***** DATASET EXTRACT

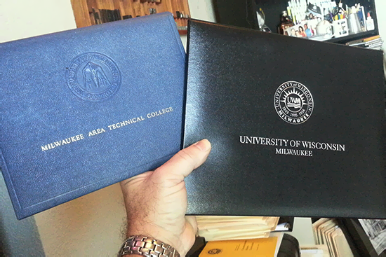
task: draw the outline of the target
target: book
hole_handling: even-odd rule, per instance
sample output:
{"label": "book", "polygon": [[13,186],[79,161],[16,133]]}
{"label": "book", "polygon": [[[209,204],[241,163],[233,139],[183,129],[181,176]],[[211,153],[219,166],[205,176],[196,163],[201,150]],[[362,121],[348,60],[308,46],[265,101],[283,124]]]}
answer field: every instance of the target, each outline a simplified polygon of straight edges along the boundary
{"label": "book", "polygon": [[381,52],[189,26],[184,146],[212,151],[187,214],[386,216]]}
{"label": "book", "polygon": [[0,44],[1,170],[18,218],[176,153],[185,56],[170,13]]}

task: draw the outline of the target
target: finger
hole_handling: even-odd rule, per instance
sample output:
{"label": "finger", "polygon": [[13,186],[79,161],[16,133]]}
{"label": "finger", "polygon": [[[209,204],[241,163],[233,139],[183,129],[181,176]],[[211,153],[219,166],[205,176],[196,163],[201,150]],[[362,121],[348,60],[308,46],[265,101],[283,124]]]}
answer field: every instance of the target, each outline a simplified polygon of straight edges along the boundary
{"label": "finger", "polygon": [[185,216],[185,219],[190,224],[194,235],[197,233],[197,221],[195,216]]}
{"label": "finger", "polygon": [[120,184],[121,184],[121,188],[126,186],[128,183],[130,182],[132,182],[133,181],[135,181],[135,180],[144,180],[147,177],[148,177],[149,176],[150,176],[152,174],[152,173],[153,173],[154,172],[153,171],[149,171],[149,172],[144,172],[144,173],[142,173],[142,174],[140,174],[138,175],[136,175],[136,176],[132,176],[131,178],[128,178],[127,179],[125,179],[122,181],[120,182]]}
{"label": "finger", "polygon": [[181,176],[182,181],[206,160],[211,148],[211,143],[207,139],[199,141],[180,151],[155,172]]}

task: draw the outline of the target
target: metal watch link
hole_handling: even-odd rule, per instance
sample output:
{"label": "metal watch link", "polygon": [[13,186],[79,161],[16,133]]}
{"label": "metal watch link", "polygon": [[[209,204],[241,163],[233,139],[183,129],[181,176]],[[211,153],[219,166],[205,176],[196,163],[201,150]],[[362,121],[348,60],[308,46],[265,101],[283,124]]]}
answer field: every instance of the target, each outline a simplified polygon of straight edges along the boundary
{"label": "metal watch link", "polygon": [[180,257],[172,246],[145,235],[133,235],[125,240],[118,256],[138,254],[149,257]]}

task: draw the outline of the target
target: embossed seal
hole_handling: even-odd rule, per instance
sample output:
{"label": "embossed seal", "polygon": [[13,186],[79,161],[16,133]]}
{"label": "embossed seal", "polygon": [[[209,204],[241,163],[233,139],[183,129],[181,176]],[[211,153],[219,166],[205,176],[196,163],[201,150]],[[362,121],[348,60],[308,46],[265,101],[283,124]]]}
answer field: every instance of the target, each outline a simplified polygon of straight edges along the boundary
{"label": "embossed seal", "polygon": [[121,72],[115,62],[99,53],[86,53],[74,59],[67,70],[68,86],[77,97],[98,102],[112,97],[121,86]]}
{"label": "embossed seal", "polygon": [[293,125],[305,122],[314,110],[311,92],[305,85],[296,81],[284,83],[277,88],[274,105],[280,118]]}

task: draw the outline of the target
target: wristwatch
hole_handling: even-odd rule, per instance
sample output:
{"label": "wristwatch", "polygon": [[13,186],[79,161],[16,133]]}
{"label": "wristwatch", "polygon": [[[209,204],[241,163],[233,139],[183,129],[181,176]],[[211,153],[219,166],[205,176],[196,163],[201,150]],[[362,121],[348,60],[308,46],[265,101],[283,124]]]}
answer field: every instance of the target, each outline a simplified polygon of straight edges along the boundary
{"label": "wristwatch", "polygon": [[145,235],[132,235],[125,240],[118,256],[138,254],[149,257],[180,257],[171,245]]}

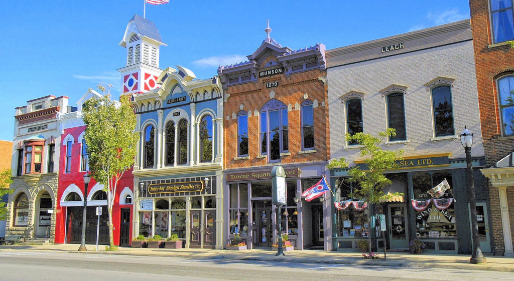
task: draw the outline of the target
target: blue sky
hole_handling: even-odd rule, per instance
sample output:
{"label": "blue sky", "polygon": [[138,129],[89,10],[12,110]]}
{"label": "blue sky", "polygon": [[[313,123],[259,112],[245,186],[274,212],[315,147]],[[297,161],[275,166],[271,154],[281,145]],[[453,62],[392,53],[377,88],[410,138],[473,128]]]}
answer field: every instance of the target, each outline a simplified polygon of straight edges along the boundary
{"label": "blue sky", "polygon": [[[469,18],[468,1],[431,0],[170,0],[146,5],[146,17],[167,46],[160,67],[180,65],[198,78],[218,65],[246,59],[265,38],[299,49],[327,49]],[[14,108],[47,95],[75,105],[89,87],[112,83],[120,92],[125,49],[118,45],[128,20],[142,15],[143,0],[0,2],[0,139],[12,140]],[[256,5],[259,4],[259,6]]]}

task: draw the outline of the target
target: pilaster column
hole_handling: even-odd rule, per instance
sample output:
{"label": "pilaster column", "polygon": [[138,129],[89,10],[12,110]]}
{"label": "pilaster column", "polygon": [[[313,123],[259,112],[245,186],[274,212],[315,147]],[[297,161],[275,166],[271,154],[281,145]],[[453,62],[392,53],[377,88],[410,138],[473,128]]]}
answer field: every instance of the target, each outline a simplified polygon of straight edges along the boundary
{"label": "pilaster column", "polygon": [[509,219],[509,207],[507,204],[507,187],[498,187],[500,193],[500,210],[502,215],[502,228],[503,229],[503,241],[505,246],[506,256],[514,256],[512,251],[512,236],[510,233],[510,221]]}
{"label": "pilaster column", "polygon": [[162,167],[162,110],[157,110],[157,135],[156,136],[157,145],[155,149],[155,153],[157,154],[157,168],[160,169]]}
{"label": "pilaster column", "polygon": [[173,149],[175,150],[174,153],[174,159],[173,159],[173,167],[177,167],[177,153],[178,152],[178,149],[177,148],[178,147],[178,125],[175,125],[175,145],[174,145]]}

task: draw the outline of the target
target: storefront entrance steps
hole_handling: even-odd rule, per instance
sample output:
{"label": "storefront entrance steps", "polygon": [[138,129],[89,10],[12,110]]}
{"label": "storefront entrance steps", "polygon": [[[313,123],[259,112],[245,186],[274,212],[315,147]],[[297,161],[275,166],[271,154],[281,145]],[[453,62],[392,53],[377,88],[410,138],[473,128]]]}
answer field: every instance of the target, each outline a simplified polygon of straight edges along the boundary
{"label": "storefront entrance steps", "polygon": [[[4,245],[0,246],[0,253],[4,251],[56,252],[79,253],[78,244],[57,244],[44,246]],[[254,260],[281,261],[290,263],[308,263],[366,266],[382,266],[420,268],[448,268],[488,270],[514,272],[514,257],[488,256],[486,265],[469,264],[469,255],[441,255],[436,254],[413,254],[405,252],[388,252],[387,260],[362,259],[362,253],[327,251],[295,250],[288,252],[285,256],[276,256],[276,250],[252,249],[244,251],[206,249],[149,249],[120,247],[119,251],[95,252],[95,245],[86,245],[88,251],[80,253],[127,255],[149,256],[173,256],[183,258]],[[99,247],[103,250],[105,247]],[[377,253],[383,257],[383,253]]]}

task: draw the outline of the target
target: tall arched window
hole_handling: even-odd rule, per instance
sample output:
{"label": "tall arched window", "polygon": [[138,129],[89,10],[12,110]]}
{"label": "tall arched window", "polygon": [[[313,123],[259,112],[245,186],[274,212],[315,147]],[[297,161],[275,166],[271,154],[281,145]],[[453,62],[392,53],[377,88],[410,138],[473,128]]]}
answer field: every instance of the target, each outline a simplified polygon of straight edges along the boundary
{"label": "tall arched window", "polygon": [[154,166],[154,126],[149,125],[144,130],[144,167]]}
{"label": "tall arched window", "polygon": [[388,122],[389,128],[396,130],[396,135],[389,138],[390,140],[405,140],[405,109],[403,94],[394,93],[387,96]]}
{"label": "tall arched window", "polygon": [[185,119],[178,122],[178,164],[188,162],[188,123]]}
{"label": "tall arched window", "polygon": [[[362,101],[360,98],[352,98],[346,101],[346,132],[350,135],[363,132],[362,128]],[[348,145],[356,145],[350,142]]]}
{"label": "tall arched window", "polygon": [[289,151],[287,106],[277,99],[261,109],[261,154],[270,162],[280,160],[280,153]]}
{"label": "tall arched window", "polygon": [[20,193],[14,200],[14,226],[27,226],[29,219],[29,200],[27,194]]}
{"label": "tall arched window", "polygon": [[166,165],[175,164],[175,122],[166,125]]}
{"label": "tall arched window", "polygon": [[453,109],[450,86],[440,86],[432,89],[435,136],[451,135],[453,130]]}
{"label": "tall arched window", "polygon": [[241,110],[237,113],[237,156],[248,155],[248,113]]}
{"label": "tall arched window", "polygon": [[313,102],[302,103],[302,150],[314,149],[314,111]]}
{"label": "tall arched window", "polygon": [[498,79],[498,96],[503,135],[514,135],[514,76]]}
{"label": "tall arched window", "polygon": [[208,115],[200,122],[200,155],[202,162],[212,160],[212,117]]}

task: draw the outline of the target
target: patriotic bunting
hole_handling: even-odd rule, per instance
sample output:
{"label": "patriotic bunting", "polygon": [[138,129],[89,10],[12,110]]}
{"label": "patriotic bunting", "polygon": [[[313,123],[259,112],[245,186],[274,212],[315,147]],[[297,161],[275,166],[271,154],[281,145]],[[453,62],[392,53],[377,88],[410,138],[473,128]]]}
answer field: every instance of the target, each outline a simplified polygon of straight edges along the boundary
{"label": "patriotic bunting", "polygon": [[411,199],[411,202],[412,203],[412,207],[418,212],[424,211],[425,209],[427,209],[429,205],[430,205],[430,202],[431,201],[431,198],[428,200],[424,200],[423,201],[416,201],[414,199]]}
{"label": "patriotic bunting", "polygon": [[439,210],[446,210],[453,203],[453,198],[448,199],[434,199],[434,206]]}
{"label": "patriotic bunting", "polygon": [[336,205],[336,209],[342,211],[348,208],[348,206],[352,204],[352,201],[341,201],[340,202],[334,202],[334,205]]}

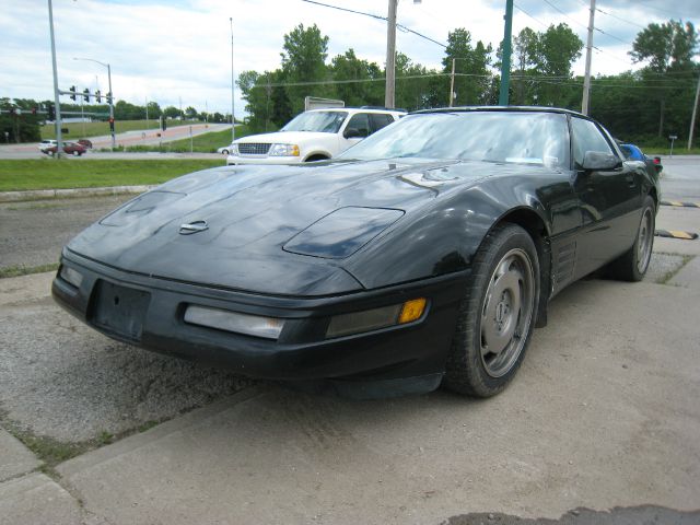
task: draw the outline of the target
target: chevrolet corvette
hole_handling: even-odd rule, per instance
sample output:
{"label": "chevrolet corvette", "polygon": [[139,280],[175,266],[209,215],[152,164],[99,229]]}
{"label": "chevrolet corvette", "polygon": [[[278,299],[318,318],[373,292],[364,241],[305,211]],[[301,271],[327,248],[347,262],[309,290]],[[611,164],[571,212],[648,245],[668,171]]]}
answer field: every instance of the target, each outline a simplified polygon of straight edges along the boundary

**********
***** DATASET EXTRACT

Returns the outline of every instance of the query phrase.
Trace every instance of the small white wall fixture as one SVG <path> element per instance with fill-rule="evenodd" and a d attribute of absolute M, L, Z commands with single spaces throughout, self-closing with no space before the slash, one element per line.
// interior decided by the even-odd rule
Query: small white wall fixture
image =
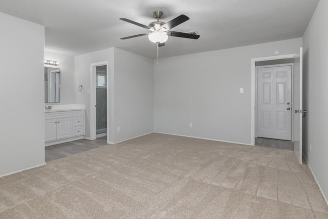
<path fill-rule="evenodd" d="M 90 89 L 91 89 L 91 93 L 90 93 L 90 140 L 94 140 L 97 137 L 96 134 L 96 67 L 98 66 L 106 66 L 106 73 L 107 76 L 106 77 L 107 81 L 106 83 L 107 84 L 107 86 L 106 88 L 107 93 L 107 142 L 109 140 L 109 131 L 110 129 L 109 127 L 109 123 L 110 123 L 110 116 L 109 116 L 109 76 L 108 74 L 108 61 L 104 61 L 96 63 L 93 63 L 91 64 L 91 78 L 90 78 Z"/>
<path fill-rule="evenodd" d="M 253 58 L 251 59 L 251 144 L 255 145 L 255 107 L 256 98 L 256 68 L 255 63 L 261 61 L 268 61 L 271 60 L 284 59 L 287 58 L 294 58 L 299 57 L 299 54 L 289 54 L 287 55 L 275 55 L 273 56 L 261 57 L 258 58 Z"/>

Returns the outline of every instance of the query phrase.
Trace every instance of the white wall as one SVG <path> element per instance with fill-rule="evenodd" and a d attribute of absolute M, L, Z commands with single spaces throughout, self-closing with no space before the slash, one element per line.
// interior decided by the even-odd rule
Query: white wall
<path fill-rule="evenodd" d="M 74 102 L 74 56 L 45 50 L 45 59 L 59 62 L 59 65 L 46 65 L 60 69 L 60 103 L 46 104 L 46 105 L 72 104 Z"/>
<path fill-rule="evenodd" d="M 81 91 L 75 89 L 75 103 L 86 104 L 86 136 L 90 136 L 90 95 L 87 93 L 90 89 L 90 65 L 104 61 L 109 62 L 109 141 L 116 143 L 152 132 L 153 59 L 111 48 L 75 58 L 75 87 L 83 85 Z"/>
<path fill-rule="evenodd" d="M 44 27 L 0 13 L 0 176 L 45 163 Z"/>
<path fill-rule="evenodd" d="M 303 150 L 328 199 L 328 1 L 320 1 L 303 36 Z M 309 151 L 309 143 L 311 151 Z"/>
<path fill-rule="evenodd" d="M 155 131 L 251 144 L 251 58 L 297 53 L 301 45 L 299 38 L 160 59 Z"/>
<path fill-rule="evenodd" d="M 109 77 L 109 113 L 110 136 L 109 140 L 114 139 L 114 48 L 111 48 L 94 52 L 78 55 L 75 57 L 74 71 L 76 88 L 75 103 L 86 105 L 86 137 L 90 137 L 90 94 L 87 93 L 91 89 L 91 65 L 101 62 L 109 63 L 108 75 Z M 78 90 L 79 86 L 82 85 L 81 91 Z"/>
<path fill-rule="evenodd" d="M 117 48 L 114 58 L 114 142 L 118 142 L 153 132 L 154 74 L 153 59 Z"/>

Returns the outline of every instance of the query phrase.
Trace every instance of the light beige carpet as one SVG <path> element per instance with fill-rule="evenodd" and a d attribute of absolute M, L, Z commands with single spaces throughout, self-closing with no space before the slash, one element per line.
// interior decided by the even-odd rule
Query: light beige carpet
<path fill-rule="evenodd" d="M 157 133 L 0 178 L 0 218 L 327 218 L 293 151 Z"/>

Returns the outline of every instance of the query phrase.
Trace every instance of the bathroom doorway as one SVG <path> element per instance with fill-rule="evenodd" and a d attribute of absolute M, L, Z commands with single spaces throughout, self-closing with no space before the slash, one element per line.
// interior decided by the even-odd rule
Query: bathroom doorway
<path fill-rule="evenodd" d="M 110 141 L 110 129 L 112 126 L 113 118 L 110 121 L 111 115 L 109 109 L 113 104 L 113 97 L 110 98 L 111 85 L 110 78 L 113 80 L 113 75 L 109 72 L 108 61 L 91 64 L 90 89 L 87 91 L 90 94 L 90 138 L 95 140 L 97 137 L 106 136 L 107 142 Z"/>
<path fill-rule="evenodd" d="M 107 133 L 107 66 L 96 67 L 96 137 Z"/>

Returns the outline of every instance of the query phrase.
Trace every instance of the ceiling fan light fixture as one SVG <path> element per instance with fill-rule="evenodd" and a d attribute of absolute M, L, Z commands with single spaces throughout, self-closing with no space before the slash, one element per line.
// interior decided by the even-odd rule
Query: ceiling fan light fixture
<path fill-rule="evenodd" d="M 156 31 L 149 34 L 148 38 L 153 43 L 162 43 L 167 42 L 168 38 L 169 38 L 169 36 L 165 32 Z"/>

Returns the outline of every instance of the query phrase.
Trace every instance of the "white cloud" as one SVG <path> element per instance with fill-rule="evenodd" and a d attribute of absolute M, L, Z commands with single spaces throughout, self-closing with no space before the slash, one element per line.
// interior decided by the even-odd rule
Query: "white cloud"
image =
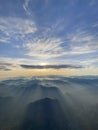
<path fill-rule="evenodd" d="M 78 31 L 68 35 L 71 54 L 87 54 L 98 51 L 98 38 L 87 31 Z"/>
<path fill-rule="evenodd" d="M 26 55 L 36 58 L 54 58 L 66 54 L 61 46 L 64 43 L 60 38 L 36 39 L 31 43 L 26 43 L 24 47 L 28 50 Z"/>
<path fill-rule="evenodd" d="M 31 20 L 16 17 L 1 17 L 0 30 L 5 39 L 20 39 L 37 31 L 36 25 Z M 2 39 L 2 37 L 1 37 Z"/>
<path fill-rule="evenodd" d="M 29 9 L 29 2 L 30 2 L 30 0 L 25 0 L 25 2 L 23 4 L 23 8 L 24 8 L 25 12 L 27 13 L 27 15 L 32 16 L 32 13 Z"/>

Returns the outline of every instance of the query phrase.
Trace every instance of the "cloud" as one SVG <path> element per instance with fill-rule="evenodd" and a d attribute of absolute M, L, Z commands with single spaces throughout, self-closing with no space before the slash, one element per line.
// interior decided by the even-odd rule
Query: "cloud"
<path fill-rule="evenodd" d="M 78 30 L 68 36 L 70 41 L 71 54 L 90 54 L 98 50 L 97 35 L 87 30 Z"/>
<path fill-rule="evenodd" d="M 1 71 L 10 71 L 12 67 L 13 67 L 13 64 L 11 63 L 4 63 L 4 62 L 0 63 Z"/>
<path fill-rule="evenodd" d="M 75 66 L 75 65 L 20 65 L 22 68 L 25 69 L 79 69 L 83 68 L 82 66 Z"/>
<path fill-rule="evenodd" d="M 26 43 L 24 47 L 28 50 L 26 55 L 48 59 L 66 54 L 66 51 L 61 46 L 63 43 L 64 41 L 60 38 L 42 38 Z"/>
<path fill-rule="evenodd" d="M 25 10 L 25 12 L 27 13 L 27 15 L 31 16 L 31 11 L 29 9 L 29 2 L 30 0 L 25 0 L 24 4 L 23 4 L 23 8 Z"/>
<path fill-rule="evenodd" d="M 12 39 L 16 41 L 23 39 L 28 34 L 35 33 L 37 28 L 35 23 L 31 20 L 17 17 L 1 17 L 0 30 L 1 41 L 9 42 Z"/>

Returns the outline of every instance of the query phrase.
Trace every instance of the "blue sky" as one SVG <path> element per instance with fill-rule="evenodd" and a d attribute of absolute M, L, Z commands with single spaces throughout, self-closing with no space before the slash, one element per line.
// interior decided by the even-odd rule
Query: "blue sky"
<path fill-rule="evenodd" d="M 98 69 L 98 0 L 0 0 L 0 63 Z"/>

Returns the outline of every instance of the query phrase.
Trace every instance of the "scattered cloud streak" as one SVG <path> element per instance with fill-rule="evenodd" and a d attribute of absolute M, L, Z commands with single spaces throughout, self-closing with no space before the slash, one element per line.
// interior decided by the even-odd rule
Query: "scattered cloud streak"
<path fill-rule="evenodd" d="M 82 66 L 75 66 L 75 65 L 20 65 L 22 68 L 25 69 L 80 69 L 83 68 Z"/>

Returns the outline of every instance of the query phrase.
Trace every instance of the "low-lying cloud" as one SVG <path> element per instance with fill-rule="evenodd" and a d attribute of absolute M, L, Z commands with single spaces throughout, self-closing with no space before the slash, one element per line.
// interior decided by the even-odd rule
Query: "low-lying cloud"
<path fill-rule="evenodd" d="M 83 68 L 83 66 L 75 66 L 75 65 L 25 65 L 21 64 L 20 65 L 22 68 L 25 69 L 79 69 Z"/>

**********
***** DATASET EXTRACT

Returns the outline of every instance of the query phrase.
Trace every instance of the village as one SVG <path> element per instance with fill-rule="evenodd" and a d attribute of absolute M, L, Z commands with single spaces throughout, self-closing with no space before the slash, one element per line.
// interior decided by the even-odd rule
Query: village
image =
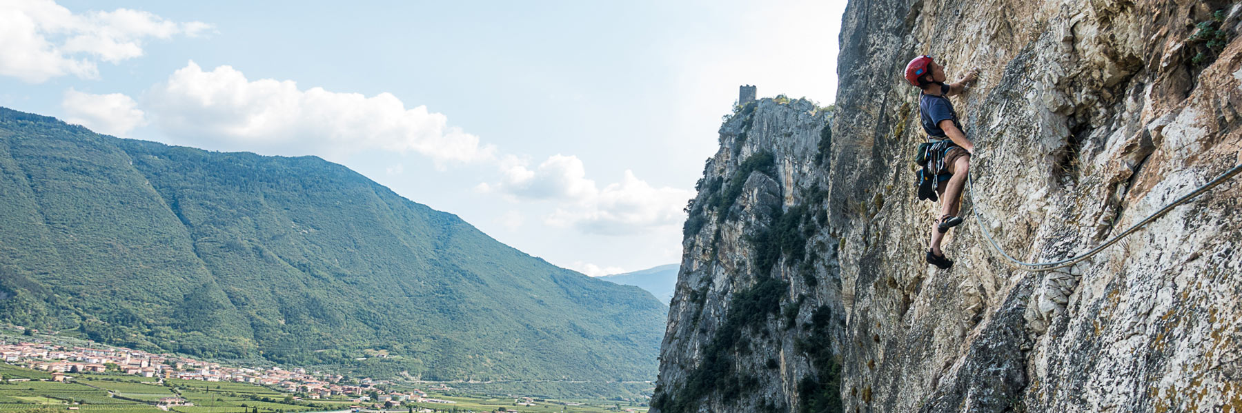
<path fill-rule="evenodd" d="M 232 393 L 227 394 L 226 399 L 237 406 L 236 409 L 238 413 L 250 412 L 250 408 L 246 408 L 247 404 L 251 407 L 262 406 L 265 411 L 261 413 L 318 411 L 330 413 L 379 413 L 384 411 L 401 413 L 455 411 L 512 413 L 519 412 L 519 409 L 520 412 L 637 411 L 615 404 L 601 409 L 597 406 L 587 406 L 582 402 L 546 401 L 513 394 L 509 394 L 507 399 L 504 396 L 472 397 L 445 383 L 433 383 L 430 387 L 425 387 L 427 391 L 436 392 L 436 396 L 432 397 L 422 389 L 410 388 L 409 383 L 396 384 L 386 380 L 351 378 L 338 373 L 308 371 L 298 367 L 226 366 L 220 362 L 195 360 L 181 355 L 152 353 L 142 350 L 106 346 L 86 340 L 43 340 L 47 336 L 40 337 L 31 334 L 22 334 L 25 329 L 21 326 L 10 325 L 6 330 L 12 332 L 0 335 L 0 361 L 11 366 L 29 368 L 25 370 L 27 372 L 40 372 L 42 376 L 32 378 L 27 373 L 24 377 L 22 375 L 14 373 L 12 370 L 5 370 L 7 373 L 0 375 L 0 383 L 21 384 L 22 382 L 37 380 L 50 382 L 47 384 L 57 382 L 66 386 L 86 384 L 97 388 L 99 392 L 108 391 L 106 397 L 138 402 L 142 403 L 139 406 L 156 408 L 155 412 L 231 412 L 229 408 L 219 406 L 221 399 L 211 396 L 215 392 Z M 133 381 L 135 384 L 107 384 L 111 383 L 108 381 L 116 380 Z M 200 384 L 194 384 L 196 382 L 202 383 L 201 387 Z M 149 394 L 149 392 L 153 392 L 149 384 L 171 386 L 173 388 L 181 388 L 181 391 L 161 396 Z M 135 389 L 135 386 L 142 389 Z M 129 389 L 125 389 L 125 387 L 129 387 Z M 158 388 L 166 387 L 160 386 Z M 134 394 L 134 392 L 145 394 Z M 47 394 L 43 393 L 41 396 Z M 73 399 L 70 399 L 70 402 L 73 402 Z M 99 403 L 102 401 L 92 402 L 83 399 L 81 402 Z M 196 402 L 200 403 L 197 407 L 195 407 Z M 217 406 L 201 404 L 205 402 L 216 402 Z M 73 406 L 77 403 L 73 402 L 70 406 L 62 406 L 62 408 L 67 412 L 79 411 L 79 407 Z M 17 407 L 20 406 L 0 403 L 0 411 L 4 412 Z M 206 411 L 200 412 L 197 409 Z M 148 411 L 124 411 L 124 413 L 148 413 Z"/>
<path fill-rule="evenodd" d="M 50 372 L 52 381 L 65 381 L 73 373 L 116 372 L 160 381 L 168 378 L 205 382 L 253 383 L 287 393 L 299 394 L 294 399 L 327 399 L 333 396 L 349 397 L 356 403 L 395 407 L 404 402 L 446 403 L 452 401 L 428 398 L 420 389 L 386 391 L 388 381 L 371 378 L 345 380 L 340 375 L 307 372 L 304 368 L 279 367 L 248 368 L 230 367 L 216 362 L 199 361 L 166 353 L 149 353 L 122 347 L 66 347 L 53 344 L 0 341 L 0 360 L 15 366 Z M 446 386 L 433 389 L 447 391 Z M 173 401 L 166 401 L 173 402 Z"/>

**********

State how many lines of the items above contain the word "wristwatch", and give only that number.

4